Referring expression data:
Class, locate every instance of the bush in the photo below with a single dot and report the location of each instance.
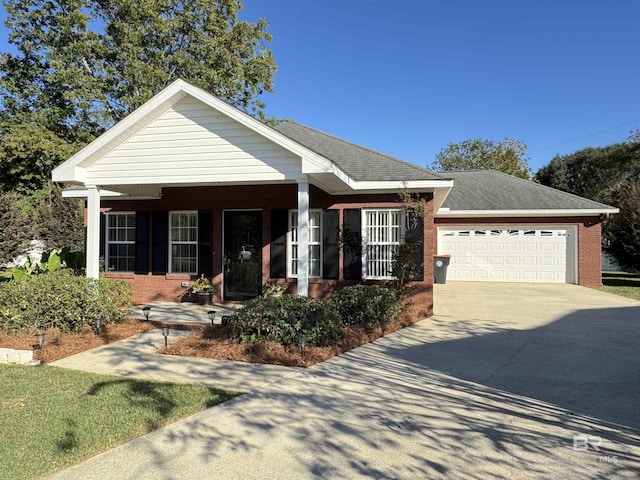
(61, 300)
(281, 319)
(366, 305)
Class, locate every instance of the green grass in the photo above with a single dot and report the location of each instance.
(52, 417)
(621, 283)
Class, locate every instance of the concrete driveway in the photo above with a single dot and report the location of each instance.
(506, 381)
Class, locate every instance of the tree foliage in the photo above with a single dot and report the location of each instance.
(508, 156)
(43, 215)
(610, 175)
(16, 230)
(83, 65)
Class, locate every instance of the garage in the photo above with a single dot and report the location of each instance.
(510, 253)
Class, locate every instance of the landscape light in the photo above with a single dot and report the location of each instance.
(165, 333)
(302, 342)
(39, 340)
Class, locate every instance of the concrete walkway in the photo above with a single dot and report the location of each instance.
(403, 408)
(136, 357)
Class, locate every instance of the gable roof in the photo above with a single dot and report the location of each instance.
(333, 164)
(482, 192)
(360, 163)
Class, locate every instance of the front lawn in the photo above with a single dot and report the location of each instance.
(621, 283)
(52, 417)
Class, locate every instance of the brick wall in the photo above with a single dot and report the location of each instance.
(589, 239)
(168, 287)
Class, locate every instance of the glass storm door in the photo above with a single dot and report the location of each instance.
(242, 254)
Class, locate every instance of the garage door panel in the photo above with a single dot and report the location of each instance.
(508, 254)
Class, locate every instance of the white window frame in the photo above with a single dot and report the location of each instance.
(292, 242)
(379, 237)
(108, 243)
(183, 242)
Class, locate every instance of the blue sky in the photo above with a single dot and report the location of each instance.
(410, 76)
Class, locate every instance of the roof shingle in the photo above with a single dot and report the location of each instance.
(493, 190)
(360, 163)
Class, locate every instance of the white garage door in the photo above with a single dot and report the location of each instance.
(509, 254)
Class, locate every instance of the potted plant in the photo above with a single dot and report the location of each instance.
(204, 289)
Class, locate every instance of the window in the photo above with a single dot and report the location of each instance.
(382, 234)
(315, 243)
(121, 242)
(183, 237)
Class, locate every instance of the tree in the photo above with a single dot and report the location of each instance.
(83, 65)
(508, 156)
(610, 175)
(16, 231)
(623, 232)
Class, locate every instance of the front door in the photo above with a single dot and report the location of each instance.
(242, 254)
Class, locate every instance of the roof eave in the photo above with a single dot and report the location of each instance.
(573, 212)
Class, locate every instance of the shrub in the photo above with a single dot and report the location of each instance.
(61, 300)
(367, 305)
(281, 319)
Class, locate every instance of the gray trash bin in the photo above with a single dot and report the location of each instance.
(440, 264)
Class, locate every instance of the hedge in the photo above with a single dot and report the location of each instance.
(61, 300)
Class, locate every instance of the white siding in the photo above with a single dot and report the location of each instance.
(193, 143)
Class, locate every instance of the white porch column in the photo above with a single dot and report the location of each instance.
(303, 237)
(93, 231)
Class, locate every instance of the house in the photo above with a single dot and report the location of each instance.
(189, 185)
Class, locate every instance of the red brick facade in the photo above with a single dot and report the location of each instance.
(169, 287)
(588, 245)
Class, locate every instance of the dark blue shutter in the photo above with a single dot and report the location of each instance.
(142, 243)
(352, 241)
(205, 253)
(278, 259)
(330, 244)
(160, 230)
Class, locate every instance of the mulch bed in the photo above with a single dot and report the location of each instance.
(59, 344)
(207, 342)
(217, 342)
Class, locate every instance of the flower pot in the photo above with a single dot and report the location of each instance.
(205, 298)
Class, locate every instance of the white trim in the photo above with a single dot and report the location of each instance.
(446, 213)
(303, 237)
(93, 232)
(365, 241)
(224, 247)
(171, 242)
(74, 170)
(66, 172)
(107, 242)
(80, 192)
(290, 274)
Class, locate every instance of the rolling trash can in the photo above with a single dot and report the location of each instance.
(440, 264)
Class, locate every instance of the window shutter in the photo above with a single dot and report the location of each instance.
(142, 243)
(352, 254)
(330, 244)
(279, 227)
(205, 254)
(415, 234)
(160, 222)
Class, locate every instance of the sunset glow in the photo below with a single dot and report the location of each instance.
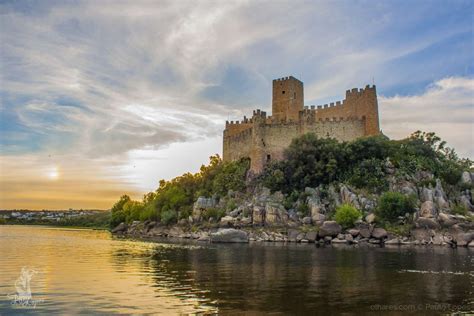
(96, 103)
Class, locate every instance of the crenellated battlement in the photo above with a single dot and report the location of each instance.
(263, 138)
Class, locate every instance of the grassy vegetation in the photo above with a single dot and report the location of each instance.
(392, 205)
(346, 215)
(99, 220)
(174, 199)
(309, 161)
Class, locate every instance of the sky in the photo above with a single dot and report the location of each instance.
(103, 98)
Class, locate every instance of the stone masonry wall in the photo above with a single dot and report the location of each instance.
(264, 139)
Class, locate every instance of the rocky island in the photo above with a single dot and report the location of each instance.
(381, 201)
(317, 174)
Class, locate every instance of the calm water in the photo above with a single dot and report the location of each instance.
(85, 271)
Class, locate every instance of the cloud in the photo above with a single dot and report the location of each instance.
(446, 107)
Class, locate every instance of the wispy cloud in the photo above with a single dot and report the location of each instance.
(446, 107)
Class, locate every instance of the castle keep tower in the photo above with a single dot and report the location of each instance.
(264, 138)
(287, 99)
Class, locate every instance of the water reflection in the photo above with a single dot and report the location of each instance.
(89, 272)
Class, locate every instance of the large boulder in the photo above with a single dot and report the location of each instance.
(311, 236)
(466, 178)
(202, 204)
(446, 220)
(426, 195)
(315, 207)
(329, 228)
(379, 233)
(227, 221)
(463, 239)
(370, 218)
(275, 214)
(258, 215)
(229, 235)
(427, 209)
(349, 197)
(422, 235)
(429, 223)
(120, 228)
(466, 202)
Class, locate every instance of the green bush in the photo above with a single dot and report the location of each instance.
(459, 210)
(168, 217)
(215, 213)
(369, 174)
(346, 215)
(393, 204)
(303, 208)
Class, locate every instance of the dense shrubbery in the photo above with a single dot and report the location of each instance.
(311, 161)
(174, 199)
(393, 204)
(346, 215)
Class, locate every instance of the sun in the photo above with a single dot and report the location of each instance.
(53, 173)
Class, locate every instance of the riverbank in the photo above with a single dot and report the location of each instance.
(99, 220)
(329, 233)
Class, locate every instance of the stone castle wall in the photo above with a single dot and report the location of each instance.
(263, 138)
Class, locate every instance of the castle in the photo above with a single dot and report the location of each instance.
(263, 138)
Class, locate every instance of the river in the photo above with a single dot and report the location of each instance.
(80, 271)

PROBLEM — Each entry above should be restated word for word, though no picture may appear in the copy.

SOLUTION FOR THIS PROBLEM —
Class, locate every instance of the bush in the photo below with a single dot and report the location of each instance.
(61, 300)
(281, 319)
(366, 305)
Class, locate every instance of the green grass in the photo above with a single dot and report the location of each instance.
(52, 417)
(621, 283)
Class, locate every instance of the concrete driveway in the photo above with a single dot and report the location of each instance.
(506, 381)
Class, locate every instance of the tree foliage in the photo above with a single dot and report the location of each instance.
(508, 156)
(43, 215)
(610, 175)
(16, 230)
(83, 65)
Class, locate every instance of the garage in the photo above with a single dot and report the location of each instance.
(510, 253)
Class, locate every instance of the landscape light in the photo above with a single dot and report the location of each instance.
(165, 333)
(302, 342)
(39, 340)
Class, locate every instance of the concrete walkway in the photo above with a single dot and report the location of each instance.
(403, 408)
(136, 357)
Class, locate every instance of the gable roof in the photo above with a single dot and report the location of each instance.
(333, 164)
(482, 192)
(360, 163)
Class, locate every instance of the front lawn in the photo above with a single dot and report the location of each instance.
(621, 283)
(52, 417)
Class, locate every instance of the brick wall in the photo above with a single dot and report the location of each instance.
(589, 239)
(168, 287)
Class, locate every instance of the glass storm door in the photo above with a single dot and report the location of each instance.
(242, 254)
Class, locate every instance of the garage door panel in the photo above with a single dot and report the location of each instance.
(508, 254)
Class, locate every instance of the white window frame in the photo above with a single dot and report the location of each instance.
(292, 242)
(379, 237)
(108, 243)
(183, 242)
Class, locate every instance of the blue sky in the photo above with a single dot and report the location of each instance.
(410, 76)
Class, locate every instance of the roof shingle in the photo above with a single dot and report the location of each instance.
(493, 190)
(360, 163)
Class, locate every instance of the white garage door in the photo above with a single dot and report the location of each instance.
(509, 254)
Class, locate every instance of the potted plant in the photo above with a single dot and report the location of each instance.
(204, 289)
Class, locate every instance of the window in the photo above with a single dot and report the location of each instance.
(382, 234)
(315, 243)
(121, 242)
(183, 237)
Class, locate every instance of the tree in the photo above with a single dot and report the location of each instance.
(83, 65)
(508, 156)
(610, 175)
(16, 231)
(623, 232)
Class, locate every instance of the front door in the photo above with a single dot and report the location of each instance.
(242, 254)
Class, locate every instance of the roof eave in the photo above with a single dot and report the location of each instance.
(573, 212)
Class, locate every instance of the shrub in the photo above with a single dot and report the location of each instance.
(61, 300)
(367, 305)
(281, 319)
Class, locate every instance of the gray trash bin in the photo above with a single dot and report the location of each instance.
(440, 264)
Class, locate every instance of the hedge in the photo above with a single dot and report the location of each instance.
(61, 300)
Class, locate every instance of the white siding in the photo above with a single dot and report the location of each instance.
(193, 143)
Class, locate every instance of the white porch column in the photo above with a single dot and report the location of each instance.
(303, 237)
(93, 231)
Class, locate every instance of the house in the photo above with a single dot and report the location of each instance.
(189, 185)
Class, locate every instance of the red brick facade in the photo above with a single dot and report the location of each instance.
(169, 287)
(588, 245)
Class, locate every instance of the dark blue shutter in the photo above with a single dot and report the location of each instance.
(142, 243)
(352, 241)
(205, 253)
(278, 259)
(330, 244)
(160, 230)
Class, locate every instance of the mulch bed in the photo above with a single dot and report the location of each instance.
(59, 344)
(207, 342)
(217, 342)
Class, locate every instance of the flower pot in the photo above with a single dot and report the location of each instance.
(205, 298)
Class, locate every instance of the white trim in the photo above with a single dot and report the location of each instance.
(446, 213)
(303, 237)
(93, 232)
(365, 241)
(224, 247)
(171, 242)
(74, 170)
(66, 172)
(107, 242)
(80, 192)
(290, 274)
Class, locate every instance of the rolling trash can in the photo above with a single dot and report the location of each instance.
(440, 264)
Class, locate every instance of the window shutter in the photo above with a single dot and report the location of each instance.
(142, 243)
(352, 254)
(330, 244)
(279, 227)
(205, 254)
(415, 234)
(160, 222)
Class, locate every instance of the sunset glow in the photo below with a single dot and report the location of each instance.
(96, 103)
Class, locate every instance of the crenellated battlement in the photo above with a single dot and report the location of each instance.
(263, 138)
Class, locate every instance of the grassy vegetation in the photo above with a single dot and report the location of each instance.
(392, 205)
(346, 215)
(99, 220)
(174, 199)
(309, 161)
Class, locate every instance of the sky in the photo above with a single dot and report the location of each instance.
(103, 98)
Class, locate every instance of the stone masonry wall in the photo above with a single dot and report the location of each instance.
(264, 139)
Class, locate every instance of the rocky island in the photo above with a single dot and report the location of each instance.
(381, 201)
(317, 174)
Class, locate every instance of the calm water in the photo above with a single dot and report the location of each instance.
(85, 271)
Class, locate every instance of the cloud in the photo above with a single dot and report the location of each instance.
(446, 107)
Class, locate every instance of the wispy cloud in the photo above with a single dot and report the location of each instance.
(446, 107)
Class, locate every instance of the castle keep tower in the photo above with a single dot and report the location of each instance.
(264, 138)
(287, 99)
Class, locate every instance of the water reflection in the photo above with a single dot and report the location of each instance.
(89, 272)
Class, locate every instance of the large boulder in the photo above with a single dot and report the location of each instance.
(311, 236)
(466, 178)
(202, 204)
(446, 220)
(426, 195)
(315, 207)
(329, 228)
(379, 233)
(227, 221)
(463, 239)
(370, 218)
(275, 214)
(258, 215)
(229, 235)
(427, 209)
(349, 197)
(422, 235)
(429, 223)
(120, 228)
(466, 202)
Class, locate every instance of the green bush in the photo above with a single dot and report the location of each instance.
(459, 210)
(168, 217)
(215, 213)
(369, 174)
(346, 215)
(393, 204)
(303, 208)
Class, locate every instance of the dense shrubbery in the photo above with a single dot and report the location of each instance.
(311, 161)
(174, 199)
(393, 204)
(346, 215)
Class, locate every instance of the sun in the photo above with a single dot and report the location of each instance.
(53, 173)
Class, locate every instance of the riverbank in the photo above with a single dot and report the location of each instance.
(99, 220)
(329, 233)
Class, locate every instance of the stone castle wall in the photo above with a single dot and report the location of each instance.
(263, 138)
Class, locate every instance of the castle in the photo above with a single dot and report the location of each instance.
(263, 138)
Class, locate every instance of the river in the photo above with a single dot and report the location of each instance.
(80, 271)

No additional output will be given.